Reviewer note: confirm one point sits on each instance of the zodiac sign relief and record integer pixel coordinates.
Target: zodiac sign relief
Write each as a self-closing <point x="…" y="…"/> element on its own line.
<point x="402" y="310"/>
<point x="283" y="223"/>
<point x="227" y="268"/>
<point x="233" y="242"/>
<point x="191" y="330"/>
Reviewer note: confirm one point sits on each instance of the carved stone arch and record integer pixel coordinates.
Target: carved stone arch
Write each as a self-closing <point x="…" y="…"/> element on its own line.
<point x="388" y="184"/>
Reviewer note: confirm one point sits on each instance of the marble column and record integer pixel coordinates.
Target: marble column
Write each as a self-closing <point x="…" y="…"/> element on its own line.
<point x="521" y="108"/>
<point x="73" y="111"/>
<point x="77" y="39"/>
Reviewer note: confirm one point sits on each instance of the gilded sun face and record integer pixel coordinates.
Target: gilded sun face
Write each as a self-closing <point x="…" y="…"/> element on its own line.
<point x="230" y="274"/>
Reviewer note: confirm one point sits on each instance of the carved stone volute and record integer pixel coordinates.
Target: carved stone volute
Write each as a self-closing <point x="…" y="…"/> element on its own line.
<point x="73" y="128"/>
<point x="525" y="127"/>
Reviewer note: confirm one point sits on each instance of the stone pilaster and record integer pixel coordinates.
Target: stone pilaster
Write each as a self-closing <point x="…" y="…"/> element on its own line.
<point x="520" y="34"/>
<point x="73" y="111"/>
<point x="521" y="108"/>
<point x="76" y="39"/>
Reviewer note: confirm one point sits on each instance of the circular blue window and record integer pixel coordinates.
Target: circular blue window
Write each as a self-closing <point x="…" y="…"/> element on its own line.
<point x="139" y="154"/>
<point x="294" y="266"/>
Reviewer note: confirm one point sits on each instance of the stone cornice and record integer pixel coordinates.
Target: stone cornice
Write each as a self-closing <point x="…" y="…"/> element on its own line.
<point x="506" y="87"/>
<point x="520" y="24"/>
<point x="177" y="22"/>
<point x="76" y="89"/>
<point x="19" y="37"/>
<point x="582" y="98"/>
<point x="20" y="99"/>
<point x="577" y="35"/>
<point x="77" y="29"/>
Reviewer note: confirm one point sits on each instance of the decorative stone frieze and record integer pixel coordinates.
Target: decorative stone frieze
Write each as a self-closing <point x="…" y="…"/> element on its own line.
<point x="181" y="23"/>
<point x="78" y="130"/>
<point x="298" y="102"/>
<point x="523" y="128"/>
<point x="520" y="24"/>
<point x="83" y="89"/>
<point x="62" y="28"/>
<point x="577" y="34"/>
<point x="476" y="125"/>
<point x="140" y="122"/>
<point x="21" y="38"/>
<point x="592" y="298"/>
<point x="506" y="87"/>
• • •
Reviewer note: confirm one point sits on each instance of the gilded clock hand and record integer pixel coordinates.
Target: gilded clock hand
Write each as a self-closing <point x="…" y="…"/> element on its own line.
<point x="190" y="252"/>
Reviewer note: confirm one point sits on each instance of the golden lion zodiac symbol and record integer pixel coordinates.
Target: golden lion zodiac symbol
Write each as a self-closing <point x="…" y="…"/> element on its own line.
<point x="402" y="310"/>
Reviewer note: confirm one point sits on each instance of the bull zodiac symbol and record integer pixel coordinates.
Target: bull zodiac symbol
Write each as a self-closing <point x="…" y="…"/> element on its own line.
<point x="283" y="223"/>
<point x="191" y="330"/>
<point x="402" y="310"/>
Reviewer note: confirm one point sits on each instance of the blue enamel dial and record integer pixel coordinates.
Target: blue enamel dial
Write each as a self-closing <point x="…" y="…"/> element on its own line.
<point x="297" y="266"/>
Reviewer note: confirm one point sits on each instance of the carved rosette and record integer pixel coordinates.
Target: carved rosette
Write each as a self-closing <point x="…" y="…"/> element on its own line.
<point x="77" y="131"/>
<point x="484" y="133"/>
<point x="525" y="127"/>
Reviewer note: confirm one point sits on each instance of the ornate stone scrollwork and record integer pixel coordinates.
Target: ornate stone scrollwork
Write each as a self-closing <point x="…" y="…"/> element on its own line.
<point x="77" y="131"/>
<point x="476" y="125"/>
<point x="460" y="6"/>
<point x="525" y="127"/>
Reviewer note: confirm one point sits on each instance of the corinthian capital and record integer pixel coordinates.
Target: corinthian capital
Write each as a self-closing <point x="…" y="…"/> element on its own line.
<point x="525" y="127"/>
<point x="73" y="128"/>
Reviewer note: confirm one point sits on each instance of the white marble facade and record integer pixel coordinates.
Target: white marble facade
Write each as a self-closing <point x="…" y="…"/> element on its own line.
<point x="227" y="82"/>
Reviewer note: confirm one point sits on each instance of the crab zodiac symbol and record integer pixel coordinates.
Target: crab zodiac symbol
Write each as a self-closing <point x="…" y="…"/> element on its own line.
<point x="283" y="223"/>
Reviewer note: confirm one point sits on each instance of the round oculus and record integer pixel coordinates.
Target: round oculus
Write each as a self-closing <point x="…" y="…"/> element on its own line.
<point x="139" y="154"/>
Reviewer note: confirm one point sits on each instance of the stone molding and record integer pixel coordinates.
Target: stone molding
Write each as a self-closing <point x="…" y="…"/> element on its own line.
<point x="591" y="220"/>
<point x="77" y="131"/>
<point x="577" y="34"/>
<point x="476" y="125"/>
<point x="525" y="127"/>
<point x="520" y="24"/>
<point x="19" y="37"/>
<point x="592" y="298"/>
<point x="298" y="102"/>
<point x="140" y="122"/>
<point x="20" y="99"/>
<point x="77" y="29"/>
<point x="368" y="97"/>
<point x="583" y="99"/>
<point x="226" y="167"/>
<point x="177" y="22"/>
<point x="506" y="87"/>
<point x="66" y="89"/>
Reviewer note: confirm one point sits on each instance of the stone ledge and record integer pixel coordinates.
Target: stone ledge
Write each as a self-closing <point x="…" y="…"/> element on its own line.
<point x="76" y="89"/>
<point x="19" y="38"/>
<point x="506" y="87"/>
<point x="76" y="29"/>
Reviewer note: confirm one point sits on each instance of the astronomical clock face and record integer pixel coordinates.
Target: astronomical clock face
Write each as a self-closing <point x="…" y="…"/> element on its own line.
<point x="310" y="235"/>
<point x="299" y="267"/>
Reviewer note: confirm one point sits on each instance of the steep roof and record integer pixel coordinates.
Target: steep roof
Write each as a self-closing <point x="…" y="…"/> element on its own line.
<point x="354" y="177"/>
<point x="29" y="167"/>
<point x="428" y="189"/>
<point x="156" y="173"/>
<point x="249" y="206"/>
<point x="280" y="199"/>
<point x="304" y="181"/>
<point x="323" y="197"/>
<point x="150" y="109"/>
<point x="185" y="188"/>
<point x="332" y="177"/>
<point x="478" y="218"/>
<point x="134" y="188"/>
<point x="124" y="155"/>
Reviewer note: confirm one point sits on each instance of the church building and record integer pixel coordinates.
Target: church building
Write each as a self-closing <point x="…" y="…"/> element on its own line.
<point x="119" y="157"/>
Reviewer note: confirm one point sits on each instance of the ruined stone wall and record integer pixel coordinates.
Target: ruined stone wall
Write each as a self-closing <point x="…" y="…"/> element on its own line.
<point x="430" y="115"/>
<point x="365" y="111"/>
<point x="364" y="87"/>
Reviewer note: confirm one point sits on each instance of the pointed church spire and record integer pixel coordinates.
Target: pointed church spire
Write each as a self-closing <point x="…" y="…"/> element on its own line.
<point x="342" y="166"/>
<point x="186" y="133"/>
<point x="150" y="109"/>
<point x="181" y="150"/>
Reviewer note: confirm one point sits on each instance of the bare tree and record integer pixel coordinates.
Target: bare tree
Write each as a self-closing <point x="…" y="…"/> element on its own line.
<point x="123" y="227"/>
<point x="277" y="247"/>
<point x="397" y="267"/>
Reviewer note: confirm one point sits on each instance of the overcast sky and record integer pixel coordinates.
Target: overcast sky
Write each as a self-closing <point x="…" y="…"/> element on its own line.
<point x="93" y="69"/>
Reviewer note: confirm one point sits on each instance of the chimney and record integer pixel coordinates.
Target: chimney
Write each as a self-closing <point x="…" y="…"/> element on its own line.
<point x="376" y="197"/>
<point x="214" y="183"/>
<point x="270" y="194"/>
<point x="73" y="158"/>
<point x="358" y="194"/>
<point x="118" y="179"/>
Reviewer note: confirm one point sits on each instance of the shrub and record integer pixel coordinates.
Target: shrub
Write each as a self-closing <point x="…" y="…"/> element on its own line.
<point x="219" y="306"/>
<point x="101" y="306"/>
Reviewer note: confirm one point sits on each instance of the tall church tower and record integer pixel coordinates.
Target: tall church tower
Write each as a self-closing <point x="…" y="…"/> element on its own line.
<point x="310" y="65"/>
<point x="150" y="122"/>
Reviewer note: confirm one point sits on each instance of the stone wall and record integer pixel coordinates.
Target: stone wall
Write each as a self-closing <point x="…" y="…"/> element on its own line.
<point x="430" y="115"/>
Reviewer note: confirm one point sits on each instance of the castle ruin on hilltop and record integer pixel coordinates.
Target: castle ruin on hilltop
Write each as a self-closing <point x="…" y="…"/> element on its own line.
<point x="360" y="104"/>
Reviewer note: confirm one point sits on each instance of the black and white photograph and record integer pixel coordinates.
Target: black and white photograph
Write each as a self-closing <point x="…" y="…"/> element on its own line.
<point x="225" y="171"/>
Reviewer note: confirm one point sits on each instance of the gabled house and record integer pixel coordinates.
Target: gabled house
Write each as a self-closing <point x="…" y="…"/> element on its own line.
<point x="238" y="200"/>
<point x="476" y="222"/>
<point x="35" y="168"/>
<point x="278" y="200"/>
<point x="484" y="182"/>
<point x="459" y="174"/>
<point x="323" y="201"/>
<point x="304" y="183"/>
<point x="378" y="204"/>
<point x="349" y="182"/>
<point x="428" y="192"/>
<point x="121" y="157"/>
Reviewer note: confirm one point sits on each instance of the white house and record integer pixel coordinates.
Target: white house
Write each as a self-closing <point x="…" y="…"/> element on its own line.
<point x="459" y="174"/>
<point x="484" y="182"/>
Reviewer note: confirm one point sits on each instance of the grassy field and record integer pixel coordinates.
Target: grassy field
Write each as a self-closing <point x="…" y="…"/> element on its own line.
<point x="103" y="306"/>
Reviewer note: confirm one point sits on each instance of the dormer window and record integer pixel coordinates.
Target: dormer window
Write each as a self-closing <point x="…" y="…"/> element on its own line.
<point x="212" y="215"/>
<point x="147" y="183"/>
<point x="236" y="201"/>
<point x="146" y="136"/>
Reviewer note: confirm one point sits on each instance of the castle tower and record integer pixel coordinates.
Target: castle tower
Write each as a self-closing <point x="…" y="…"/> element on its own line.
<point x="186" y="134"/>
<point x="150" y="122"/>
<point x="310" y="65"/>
• • •
▶ [Problem]:
In the records above, locate the lines holding the word "decorative". Copy each of them.

▶ [Answer below]:
Reviewer note: confirm one point sits on each instance of the decorative stone frieze and record integer pixel coordinates.
Target: decorative stone frieze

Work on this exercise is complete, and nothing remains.